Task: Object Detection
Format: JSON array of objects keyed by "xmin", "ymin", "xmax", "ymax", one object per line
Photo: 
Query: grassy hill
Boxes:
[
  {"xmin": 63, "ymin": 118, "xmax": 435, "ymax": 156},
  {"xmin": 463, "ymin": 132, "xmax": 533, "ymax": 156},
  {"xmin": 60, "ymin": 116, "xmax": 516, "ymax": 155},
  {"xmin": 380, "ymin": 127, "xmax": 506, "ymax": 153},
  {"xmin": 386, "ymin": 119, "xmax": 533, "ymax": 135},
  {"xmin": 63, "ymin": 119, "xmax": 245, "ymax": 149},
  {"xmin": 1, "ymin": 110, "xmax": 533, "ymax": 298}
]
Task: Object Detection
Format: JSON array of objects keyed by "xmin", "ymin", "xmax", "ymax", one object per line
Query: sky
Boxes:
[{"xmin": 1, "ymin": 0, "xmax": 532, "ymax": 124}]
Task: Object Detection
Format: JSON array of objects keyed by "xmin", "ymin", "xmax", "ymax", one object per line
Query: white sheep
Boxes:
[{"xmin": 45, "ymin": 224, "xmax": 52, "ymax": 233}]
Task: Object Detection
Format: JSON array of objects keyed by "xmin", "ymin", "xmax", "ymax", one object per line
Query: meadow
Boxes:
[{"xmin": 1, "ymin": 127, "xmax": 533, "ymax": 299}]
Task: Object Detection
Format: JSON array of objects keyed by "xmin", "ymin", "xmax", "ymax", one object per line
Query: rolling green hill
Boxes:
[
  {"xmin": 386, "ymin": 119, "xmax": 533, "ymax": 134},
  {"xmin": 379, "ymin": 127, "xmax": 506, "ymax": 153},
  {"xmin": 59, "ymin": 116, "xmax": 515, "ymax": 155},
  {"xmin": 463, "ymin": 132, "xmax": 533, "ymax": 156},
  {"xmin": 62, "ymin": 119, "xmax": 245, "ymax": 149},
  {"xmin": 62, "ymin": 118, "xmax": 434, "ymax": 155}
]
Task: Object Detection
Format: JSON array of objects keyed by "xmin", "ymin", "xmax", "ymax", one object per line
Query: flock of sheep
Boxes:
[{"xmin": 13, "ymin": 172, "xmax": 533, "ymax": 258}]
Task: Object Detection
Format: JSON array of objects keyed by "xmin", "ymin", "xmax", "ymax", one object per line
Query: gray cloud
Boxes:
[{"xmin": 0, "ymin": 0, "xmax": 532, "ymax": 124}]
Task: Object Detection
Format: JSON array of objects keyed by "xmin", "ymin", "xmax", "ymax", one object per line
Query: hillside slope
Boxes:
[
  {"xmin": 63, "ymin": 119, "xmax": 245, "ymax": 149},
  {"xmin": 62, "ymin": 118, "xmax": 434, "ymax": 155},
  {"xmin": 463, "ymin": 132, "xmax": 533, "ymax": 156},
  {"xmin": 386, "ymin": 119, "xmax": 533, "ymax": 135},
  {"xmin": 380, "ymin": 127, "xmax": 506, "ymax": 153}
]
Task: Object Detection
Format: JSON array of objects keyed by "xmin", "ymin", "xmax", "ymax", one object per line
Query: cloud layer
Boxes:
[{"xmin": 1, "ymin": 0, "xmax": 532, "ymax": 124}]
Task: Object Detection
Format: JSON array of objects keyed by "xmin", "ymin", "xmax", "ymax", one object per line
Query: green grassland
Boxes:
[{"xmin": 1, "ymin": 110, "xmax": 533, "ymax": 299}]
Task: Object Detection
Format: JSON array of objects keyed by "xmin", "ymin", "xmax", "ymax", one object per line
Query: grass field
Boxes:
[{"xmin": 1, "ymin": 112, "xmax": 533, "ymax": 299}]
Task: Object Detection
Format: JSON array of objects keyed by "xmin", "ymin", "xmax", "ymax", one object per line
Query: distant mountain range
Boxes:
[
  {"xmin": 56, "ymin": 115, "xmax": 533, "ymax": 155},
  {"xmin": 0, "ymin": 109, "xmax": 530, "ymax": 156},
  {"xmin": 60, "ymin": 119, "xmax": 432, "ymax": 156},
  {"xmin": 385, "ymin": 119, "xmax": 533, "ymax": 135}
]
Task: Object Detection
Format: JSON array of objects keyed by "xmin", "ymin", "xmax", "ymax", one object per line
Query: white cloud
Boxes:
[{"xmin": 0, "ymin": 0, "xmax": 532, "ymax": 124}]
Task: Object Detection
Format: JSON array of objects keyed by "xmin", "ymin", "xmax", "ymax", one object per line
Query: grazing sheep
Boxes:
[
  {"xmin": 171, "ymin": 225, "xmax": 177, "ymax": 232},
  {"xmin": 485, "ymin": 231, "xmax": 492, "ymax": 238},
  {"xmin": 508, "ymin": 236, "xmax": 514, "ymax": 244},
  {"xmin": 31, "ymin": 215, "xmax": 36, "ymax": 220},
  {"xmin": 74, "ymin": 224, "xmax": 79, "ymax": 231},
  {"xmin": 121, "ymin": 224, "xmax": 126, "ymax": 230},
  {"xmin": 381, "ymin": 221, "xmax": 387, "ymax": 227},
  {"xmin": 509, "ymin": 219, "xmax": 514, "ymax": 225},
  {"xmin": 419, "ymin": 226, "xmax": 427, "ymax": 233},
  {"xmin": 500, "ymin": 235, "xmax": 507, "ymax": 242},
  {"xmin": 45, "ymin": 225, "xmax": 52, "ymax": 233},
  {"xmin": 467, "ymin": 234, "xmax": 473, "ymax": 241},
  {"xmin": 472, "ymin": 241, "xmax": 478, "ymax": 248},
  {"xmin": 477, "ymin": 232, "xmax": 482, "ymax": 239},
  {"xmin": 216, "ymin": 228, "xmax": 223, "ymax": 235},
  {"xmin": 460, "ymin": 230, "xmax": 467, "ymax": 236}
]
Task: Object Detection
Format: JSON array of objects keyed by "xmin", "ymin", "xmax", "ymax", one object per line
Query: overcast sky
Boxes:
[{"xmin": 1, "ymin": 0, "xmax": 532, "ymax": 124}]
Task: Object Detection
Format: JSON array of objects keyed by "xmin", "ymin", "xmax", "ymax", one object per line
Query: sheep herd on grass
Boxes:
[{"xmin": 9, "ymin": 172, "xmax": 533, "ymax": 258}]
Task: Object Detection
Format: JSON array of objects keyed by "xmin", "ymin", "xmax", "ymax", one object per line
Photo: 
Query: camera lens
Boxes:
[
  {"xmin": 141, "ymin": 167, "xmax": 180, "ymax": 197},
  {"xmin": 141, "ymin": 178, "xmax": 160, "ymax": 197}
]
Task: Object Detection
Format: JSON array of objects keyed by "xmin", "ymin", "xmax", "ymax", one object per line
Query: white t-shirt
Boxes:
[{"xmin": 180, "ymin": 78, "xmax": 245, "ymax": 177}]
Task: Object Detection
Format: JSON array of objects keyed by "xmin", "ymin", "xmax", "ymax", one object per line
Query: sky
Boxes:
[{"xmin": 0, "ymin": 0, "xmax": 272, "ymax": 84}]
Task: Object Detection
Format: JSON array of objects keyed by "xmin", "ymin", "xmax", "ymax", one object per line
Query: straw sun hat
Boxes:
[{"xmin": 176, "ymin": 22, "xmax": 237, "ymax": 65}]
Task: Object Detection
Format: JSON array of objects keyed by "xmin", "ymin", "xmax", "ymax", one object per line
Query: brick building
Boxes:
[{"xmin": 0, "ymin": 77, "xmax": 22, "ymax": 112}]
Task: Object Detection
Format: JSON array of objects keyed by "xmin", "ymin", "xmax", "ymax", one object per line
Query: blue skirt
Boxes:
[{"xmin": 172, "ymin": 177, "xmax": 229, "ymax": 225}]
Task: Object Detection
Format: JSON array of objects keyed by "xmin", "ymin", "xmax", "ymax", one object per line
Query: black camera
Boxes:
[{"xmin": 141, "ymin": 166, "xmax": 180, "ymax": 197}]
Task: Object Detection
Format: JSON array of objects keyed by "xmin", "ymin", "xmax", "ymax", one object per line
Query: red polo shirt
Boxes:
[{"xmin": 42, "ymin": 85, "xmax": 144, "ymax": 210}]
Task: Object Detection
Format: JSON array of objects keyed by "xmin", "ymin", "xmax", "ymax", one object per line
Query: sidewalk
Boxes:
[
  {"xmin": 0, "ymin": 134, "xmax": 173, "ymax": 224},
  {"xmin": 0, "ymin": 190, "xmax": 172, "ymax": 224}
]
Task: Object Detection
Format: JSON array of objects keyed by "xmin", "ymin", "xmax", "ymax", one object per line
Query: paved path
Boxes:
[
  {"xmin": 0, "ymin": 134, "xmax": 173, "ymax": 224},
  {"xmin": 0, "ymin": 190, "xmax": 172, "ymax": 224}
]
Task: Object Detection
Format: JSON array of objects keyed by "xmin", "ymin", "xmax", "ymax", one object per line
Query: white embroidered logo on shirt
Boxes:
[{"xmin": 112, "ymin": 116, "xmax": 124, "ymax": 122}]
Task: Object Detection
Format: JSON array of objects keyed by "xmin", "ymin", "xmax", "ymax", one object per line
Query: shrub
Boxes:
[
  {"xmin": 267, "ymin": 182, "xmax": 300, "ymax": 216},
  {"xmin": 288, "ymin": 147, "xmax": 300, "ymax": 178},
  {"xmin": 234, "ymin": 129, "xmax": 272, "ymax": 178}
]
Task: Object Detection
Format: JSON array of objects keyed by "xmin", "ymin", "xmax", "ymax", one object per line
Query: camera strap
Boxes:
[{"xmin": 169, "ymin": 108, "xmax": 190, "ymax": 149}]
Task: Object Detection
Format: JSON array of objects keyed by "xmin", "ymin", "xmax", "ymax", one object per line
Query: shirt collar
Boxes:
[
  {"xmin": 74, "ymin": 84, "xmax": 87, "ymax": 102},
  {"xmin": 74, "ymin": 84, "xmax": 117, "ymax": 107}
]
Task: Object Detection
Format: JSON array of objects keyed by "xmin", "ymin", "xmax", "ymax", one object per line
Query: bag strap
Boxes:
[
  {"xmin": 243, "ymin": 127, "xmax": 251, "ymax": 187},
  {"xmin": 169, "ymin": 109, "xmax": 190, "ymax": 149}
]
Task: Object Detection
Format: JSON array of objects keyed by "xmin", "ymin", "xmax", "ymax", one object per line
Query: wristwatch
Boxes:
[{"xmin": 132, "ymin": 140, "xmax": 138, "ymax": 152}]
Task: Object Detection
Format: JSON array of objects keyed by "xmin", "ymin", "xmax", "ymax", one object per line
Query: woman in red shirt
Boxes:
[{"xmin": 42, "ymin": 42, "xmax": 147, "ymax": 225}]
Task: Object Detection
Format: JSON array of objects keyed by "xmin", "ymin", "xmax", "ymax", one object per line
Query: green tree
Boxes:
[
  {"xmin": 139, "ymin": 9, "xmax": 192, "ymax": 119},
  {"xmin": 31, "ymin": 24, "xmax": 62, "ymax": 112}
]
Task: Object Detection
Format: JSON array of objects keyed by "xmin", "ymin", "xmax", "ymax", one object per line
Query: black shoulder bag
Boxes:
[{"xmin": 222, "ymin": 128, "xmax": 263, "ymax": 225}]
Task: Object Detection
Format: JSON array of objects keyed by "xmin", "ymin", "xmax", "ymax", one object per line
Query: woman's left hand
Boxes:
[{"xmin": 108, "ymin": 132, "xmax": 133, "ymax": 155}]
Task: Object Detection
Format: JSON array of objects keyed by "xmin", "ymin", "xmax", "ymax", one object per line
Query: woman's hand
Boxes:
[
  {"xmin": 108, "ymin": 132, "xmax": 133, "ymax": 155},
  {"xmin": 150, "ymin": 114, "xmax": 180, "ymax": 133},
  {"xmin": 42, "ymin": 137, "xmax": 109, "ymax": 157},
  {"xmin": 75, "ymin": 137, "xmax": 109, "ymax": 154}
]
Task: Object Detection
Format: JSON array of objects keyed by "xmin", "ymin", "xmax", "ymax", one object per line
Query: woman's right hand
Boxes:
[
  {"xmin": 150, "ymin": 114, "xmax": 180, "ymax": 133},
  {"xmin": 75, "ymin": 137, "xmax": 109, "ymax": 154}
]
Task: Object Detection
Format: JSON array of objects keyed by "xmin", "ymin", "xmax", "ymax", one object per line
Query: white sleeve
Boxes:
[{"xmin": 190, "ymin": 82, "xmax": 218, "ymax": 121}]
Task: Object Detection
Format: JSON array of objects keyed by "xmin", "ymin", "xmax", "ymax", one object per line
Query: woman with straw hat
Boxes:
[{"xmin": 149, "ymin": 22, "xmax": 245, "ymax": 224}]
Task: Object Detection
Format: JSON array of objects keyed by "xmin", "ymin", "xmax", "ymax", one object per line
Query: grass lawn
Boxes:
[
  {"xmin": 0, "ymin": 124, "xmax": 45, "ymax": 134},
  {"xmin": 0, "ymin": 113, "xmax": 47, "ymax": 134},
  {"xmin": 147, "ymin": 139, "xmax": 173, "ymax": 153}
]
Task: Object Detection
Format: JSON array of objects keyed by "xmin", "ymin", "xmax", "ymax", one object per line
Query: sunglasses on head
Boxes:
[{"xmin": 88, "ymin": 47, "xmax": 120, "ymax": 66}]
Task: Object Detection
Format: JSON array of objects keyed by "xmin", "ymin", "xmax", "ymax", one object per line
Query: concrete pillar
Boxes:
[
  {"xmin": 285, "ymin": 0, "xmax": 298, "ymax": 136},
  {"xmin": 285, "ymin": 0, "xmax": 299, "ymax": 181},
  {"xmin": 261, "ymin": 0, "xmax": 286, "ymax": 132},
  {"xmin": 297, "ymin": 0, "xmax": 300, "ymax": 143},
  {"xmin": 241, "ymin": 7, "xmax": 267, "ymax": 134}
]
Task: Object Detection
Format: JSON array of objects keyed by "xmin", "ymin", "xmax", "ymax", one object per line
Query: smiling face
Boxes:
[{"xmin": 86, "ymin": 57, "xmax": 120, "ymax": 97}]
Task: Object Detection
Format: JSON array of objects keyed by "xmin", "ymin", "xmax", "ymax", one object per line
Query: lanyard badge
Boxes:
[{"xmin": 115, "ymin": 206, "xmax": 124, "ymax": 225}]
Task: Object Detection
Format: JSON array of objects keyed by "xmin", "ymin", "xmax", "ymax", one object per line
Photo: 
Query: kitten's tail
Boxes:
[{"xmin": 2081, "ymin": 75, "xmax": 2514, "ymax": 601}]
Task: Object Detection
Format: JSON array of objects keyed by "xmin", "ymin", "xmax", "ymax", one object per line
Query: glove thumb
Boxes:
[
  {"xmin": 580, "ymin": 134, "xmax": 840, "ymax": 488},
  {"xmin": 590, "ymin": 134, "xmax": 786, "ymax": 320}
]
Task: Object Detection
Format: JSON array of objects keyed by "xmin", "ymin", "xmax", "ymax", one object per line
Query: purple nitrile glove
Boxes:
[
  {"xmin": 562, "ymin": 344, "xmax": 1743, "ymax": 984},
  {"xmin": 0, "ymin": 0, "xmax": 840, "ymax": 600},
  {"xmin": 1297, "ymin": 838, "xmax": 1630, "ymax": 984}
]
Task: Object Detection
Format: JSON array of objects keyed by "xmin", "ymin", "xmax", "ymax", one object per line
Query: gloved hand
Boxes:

== == ==

- **PROBLEM TO WORK ON**:
Only a number is wanted here: how many lines in the entries contain the word "sheep"?

- **OUTPUT OF THE TASK**:
4